Instructions for the task
Please count the lines in the records below that contain the string "target", with case counting, and give only the number.
--*--
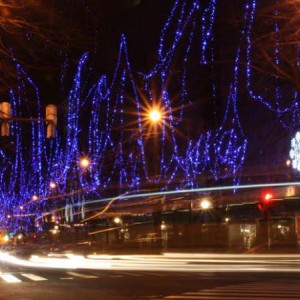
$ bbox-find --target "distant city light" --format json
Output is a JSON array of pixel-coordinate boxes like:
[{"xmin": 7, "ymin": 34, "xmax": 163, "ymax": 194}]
[
  {"xmin": 49, "ymin": 181, "xmax": 56, "ymax": 189},
  {"xmin": 149, "ymin": 108, "xmax": 162, "ymax": 123},
  {"xmin": 200, "ymin": 199, "xmax": 211, "ymax": 209},
  {"xmin": 80, "ymin": 157, "xmax": 91, "ymax": 169},
  {"xmin": 32, "ymin": 195, "xmax": 39, "ymax": 201},
  {"xmin": 290, "ymin": 131, "xmax": 300, "ymax": 171}
]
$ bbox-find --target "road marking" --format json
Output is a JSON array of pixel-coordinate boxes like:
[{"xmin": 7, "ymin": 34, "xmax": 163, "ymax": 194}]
[
  {"xmin": 156, "ymin": 281, "xmax": 300, "ymax": 300},
  {"xmin": 67, "ymin": 272, "xmax": 99, "ymax": 278},
  {"xmin": 21, "ymin": 273, "xmax": 47, "ymax": 281},
  {"xmin": 0, "ymin": 274, "xmax": 22, "ymax": 283},
  {"xmin": 119, "ymin": 271, "xmax": 143, "ymax": 277}
]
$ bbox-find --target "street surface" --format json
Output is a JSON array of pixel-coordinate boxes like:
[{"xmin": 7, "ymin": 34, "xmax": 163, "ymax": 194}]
[{"xmin": 0, "ymin": 254, "xmax": 300, "ymax": 300}]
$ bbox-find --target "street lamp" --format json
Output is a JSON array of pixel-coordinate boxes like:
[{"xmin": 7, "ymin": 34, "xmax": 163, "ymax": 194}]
[
  {"xmin": 148, "ymin": 108, "xmax": 162, "ymax": 124},
  {"xmin": 200, "ymin": 199, "xmax": 211, "ymax": 210},
  {"xmin": 79, "ymin": 157, "xmax": 91, "ymax": 169},
  {"xmin": 49, "ymin": 181, "xmax": 56, "ymax": 190}
]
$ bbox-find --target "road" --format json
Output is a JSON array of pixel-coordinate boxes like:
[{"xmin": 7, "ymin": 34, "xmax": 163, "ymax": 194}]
[{"xmin": 0, "ymin": 252, "xmax": 300, "ymax": 300}]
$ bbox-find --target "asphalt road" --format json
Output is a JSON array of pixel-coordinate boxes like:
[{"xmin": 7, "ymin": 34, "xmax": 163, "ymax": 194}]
--*--
Task response
6